* Work task *
Repeat verbatim the lines of the data below, beginning with the line containing "Target: air vent on wall" and continuing to the end.

-- Information supplied follows --

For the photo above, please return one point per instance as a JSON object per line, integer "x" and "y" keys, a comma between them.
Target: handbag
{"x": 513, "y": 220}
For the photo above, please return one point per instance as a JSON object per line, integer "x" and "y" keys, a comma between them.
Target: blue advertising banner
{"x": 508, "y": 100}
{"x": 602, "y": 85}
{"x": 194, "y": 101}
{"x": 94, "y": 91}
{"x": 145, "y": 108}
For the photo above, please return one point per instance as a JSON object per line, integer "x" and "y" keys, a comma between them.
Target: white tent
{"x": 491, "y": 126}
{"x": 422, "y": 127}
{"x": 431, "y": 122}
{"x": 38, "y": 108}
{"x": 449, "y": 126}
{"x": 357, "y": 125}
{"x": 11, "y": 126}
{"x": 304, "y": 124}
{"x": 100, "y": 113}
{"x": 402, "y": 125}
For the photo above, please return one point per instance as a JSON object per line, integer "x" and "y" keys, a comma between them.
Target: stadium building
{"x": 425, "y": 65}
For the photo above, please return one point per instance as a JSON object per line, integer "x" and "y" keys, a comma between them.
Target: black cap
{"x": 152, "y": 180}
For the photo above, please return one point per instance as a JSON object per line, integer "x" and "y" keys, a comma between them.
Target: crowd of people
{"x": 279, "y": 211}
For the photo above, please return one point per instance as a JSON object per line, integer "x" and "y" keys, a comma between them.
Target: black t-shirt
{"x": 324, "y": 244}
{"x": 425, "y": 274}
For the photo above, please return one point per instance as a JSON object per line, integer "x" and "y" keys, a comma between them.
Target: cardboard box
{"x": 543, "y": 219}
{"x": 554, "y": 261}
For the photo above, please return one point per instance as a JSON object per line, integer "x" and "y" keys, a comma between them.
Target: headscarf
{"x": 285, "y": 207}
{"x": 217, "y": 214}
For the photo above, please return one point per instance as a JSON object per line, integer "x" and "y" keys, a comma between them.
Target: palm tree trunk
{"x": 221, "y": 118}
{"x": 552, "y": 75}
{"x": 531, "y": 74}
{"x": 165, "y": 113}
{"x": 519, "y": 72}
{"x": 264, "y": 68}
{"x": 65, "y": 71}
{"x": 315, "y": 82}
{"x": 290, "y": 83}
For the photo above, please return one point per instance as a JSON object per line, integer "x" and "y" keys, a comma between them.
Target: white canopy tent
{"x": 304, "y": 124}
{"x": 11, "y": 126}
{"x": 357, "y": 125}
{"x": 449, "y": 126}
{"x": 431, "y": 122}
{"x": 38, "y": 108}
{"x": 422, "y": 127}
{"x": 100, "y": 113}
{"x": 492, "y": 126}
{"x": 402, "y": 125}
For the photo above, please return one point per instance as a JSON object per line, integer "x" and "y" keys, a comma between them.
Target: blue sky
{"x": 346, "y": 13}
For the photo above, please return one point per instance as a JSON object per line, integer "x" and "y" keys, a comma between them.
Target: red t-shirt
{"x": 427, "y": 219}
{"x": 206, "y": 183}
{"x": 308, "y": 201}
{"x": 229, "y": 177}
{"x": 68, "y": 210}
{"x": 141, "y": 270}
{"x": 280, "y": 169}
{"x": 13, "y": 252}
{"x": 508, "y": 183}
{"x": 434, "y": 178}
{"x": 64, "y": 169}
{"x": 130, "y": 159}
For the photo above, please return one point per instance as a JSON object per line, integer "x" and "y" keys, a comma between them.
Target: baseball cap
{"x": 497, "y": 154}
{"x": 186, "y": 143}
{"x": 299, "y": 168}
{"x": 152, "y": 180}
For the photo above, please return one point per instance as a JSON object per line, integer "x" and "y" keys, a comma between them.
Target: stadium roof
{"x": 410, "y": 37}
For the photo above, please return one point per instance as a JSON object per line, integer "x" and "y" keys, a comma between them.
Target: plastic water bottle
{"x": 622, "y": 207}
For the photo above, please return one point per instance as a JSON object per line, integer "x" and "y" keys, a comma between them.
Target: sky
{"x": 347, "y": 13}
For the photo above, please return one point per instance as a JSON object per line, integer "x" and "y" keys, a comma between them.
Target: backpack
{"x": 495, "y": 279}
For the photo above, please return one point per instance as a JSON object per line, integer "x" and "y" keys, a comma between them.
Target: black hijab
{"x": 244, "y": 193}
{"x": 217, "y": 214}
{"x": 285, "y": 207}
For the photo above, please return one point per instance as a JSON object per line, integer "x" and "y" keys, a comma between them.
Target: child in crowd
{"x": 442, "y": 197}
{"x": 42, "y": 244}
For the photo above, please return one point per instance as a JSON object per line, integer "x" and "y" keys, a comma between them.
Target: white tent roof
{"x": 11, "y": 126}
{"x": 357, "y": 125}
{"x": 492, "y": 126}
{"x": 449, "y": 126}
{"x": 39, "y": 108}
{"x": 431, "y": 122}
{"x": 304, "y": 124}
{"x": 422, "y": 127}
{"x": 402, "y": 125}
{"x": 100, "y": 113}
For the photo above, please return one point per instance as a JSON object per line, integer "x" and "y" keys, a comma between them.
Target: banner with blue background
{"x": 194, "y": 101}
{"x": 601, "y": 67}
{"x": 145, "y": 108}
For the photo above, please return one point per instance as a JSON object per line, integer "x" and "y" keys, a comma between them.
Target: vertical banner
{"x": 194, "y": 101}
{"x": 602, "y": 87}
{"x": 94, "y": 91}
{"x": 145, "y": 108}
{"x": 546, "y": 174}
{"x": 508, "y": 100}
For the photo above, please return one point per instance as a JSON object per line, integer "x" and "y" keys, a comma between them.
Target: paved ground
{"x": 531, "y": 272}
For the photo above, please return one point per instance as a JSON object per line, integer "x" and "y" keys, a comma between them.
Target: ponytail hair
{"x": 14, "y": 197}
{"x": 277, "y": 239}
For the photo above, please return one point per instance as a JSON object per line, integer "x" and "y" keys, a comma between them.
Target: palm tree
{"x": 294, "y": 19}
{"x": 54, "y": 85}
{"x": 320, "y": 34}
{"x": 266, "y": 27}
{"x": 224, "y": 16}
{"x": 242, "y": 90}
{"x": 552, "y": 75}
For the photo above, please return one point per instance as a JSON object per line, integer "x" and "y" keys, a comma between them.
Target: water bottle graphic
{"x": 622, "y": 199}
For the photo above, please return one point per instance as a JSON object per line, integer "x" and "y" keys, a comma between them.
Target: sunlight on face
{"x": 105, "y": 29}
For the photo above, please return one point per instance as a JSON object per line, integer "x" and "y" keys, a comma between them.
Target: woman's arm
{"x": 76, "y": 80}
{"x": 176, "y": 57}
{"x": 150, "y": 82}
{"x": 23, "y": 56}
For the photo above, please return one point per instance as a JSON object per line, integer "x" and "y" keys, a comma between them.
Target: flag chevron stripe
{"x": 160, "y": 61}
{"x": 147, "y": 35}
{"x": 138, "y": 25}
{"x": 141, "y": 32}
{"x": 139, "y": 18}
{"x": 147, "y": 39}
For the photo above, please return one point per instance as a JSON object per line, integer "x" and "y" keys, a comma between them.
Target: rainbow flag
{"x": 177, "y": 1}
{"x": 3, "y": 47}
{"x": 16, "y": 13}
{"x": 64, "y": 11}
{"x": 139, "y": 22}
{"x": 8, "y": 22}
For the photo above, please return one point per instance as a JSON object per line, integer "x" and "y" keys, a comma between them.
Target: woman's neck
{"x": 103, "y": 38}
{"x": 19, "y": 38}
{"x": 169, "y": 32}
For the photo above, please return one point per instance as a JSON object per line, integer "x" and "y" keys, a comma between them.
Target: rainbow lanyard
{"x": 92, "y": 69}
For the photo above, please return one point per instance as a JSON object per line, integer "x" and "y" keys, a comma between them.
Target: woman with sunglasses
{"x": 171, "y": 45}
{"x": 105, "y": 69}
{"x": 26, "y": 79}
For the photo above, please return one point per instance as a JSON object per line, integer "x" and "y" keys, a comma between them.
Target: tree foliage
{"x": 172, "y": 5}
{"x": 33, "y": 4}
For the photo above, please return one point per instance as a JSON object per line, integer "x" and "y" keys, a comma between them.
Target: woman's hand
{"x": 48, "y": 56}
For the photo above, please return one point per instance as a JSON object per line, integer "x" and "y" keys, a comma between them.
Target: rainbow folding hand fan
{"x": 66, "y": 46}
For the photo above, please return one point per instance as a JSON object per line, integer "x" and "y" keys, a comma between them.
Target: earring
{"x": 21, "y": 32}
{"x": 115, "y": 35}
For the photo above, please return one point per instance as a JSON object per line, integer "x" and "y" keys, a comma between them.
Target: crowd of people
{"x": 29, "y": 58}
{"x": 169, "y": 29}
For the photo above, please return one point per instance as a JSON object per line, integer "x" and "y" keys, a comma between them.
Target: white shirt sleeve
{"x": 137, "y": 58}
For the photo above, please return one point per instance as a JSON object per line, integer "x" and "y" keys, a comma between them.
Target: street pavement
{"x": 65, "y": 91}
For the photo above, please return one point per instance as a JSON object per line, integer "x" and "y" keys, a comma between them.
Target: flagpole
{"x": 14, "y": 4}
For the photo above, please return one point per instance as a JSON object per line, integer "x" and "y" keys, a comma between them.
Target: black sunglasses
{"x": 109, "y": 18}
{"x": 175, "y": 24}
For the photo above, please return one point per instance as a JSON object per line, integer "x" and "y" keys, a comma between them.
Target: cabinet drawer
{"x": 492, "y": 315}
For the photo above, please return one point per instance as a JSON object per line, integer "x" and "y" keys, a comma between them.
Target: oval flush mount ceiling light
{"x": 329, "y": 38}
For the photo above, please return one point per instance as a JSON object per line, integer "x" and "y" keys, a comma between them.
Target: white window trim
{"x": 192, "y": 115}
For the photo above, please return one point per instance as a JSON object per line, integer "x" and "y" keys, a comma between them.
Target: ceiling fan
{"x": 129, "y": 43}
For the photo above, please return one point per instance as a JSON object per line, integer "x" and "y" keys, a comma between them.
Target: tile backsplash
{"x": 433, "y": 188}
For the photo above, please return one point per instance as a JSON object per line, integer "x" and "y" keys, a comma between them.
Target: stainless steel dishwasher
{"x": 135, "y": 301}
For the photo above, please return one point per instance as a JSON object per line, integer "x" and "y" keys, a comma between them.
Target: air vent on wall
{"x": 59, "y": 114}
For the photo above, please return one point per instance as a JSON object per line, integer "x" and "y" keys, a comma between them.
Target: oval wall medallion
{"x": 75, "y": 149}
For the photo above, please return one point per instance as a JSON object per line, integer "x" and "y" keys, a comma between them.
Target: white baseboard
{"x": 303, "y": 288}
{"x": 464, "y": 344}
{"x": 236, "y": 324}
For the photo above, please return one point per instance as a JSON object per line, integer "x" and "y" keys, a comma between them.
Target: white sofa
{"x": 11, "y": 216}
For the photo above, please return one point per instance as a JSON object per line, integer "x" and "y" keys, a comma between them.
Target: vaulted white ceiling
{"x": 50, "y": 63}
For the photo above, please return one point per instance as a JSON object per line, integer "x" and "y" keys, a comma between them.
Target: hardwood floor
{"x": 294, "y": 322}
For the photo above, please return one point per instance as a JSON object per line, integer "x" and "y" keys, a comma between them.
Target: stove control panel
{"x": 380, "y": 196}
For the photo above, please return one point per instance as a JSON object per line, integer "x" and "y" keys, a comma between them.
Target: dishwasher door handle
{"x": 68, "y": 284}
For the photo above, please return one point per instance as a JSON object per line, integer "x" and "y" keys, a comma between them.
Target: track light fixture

-- Information supplied concluded --

* Your response *
Target: air vent on wall
{"x": 59, "y": 114}
For the photo above, please return one point per instance as a JSON object per line, integer "x" and "y" keys, a comma between them.
Target: oval wall medallion
{"x": 75, "y": 149}
For the photo above, please return one point per instance as a JSON object per line, integer "x" and "y" keys, a comma between them.
Target: white baseboard
{"x": 303, "y": 288}
{"x": 464, "y": 344}
{"x": 236, "y": 324}
For the photo above, please return one point per instance as a JSON object per line, integer "x" and "y" keys, a comma between them.
Target: white sofa
{"x": 11, "y": 216}
For the photo above, please return one point per instance as a JSON object per line, integer "x" and "y" keys, a comma between them.
Target: vaulted white ceiling
{"x": 50, "y": 63}
For the photo above, please return one point per instance as a JSON object per line, integer "x" and "y" keys, a comma between them.
Target: hardwood floor
{"x": 294, "y": 322}
For the photo above, please return one point per instance as a JSON object per line, integer "x" and "y" keys, a comma between them.
Target: stove control panel
{"x": 380, "y": 196}
For the photo above, please return one point per instance as a JSON object per line, integer "x" and "y" keys, a comma between them.
Target: dishwasher door handle
{"x": 68, "y": 284}
For the photo above, please return one point per instance as a JSON object per line, integer "x" and "y" keys, a comma between them.
Target: track light fixture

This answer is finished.